--- START Excerpted data ---
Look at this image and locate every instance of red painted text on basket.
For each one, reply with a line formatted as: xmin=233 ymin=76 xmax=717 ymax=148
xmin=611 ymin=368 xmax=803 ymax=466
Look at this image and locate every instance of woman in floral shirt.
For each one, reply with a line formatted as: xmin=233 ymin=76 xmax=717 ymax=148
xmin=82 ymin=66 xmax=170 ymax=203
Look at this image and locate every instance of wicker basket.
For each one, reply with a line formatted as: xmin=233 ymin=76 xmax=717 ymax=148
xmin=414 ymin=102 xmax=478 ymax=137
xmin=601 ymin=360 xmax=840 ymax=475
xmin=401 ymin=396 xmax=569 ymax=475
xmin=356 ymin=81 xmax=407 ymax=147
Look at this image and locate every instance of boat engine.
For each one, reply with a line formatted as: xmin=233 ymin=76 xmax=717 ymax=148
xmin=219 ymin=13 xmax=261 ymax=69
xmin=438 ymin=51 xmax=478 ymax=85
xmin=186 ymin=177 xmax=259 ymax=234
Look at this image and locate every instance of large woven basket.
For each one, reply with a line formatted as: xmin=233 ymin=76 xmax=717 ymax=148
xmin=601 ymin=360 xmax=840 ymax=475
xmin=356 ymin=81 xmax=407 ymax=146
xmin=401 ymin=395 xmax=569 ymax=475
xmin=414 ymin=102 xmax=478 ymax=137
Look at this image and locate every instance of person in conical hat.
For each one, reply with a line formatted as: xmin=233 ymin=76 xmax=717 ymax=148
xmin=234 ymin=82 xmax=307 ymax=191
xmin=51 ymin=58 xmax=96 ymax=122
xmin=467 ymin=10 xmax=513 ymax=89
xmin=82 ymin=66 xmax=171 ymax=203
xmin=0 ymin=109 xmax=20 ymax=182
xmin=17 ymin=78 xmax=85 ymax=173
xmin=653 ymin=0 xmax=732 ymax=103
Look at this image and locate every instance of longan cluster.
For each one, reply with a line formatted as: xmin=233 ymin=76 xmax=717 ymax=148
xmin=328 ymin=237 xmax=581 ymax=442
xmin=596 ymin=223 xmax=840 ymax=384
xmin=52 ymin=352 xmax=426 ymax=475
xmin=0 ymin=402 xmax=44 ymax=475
--- END Excerpted data ---
Rewrite the records from their first line through the line containing "xmin=186 ymin=177 xmax=259 ymax=234", replacing "locate" with "find" and changing nothing else.

# Complete response
Look at this image and find every instance of red painted text on basket.
For each one, reply with a line formatted as: xmin=233 ymin=76 xmax=717 ymax=148
xmin=611 ymin=368 xmax=803 ymax=466
Look at this image and find every instance of woman in floral shirt.
For each one, reply with a line formatted as: xmin=233 ymin=76 xmax=717 ymax=148
xmin=82 ymin=66 xmax=170 ymax=203
Look at this image and find every instance of wicker basket.
For each one, reply with a line formatted as: xmin=233 ymin=76 xmax=717 ymax=148
xmin=414 ymin=102 xmax=478 ymax=137
xmin=601 ymin=360 xmax=840 ymax=475
xmin=401 ymin=396 xmax=569 ymax=475
xmin=356 ymin=81 xmax=407 ymax=147
Look at this image and find every instance of boat engine.
For each one, reply with a line formatted as: xmin=233 ymin=76 xmax=717 ymax=148
xmin=219 ymin=13 xmax=261 ymax=69
xmin=438 ymin=51 xmax=478 ymax=85
xmin=186 ymin=177 xmax=259 ymax=234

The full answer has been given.